> PROVIDED DATA:
..........

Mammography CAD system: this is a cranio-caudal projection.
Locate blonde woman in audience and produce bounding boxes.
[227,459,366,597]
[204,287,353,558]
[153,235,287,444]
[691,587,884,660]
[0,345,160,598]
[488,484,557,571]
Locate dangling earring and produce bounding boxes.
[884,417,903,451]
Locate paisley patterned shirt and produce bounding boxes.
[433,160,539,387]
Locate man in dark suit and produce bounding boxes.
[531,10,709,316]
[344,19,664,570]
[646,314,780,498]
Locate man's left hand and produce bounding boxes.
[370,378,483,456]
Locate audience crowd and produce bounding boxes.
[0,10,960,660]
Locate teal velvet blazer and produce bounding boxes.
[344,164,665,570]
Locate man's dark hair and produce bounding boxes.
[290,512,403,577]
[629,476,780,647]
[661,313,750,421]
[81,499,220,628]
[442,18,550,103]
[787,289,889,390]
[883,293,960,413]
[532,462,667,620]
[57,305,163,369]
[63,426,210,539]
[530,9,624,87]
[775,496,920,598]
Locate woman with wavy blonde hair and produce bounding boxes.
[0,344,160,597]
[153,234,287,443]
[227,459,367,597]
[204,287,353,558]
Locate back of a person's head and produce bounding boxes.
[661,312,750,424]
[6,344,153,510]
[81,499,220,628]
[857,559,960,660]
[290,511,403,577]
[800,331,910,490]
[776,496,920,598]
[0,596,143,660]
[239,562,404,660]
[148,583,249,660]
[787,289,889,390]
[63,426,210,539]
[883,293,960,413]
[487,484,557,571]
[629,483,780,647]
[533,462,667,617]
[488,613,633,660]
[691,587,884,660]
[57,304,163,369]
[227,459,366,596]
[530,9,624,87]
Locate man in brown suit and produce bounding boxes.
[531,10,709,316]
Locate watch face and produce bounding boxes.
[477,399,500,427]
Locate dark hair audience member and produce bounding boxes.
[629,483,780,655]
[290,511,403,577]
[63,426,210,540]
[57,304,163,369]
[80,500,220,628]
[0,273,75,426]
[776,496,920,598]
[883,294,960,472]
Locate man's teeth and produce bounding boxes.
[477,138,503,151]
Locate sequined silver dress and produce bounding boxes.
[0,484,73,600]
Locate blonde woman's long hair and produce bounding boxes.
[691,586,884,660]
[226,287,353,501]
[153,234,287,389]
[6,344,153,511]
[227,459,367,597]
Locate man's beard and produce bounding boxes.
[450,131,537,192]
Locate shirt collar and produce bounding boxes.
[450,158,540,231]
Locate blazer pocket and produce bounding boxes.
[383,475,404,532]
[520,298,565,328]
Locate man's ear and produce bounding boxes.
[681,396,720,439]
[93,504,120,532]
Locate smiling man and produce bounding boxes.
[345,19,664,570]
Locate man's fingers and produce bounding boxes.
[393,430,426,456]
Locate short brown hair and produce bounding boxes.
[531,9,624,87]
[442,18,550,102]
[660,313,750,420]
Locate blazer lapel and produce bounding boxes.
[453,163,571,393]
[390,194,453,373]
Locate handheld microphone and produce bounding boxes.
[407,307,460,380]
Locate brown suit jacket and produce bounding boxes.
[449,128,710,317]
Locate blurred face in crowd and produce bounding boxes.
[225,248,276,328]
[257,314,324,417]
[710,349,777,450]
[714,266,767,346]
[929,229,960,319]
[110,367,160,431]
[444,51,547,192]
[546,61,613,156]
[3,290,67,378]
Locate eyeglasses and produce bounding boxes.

..........

> AIM OF THE EXERCISE: Rewrite the items above as a numbered list, omitting any blank lines.

> WRITTEN SOLUTION:
1. Mammography CAD system: this is a cranio-caudal projection.
2. Locate blonde woman in audience and produce bounding boxes.
3. [227,459,366,597]
4. [204,287,353,558]
5. [153,235,287,444]
6. [691,587,884,660]
7. [0,345,160,598]
8. [488,484,557,571]
9. Locate dangling earring and produce bounding boxes.
10. [884,417,903,451]
11. Locate paisley patterned shirt and produce bounding boxes.
12. [433,160,539,387]
13. Locate man in dark suit and produce bounding boxes.
14. [531,10,709,316]
15. [344,19,664,570]
16. [646,314,780,498]
17. Locate man's left hand and produce bounding boxes.
18. [370,378,483,456]
19. Locate audience crowd and produce bounding boxes.
20. [0,10,960,660]
21. Locate teal velvet blazer and produce bounding boxes.
22. [344,164,665,570]
23. Locate man's dark hair and produce bounding boxes.
24. [290,512,403,577]
25. [629,476,780,647]
26. [661,313,750,421]
27. [81,499,220,628]
28. [442,18,550,103]
29. [787,289,889,390]
30. [883,293,960,413]
31. [532,462,667,620]
32. [57,305,163,369]
33. [63,426,210,539]
34. [530,9,624,87]
35. [775,496,920,598]
36. Locate woman with wavy blonde hair and produce bounding boxes.
37. [0,344,160,597]
38. [153,234,287,443]
39. [227,459,367,597]
40. [204,287,353,558]
41. Locate back of a person's head and produce bounding boxes.
42. [661,312,750,424]
43. [6,344,153,510]
44. [81,499,220,628]
45. [857,559,960,660]
46. [290,511,403,577]
47. [800,331,910,490]
48. [776,496,920,598]
49. [0,596,143,660]
50. [239,562,404,660]
51. [148,583,249,660]
52. [787,289,889,390]
53. [63,426,210,539]
54. [883,293,960,413]
55. [487,484,557,571]
56. [629,483,780,647]
57. [533,462,667,617]
58. [488,613,633,660]
59. [691,587,884,660]
60. [57,304,163,369]
61. [227,459,366,596]
62. [530,9,624,87]
63. Locate man in brown suit and produce bounding boxes.
64. [531,10,709,316]
65. Locate watch face and produce bounding boxes.
66. [477,399,500,427]
67. Locate dark hair audience member and produce bounding boxes.
68. [629,483,780,655]
69. [290,511,403,577]
70. [63,426,210,540]
71. [57,304,163,369]
72. [80,500,220,628]
73. [0,273,75,426]
74. [776,496,920,598]
75. [883,294,960,472]
76. Locate man's teeth and produce bounding boxes.
77. [477,138,503,151]
78. Locate sequined silver dress and produce bounding boxes.
79. [0,484,73,600]
80. Locate blonde woman's long hair and produce bounding boxes.
81. [691,586,884,660]
82. [226,287,353,501]
83. [153,234,287,389]
84. [6,344,153,511]
85. [227,459,367,597]
86. Locate man's beard and produce bounding boxes.
87. [450,131,537,192]
88. Locate shirt collar and produce bounding boxes.
89. [450,158,540,231]
90. Locate blazer pocket and produce bounding boxes.
91. [383,475,404,532]
92. [520,298,565,328]
93. Locate man's ear and produce bounding boxes.
94. [681,396,720,439]
95. [93,504,120,532]
96. Locate smiling man and produce bounding boxes.
97. [345,19,664,570]
98. Locate man's fingers and produce bounding boxes.
99. [393,430,426,456]
100. Locate short brown hair and produce bounding boxes.
101. [531,9,624,87]
102. [442,18,550,102]
103. [660,313,750,420]
104. Locate blazer lapel and produce bounding boxes.
105. [453,163,571,393]
106. [390,194,453,373]
107. Locate handheld microphone and produce bounding boxes.
108. [407,307,460,380]
109. Locate brown suit jacket and produce bounding boxes.
110. [449,128,710,317]
111. Locate blurred face in crowd and produce bounding boxes.
112. [225,248,276,328]
113. [257,314,324,417]
114. [710,349,777,450]
115. [714,266,767,346]
116. [929,229,960,319]
117. [110,367,160,431]
118. [444,51,547,192]
119. [546,61,613,156]
120. [3,290,67,378]
121. Locate eyeglasses and produce bounding boxes.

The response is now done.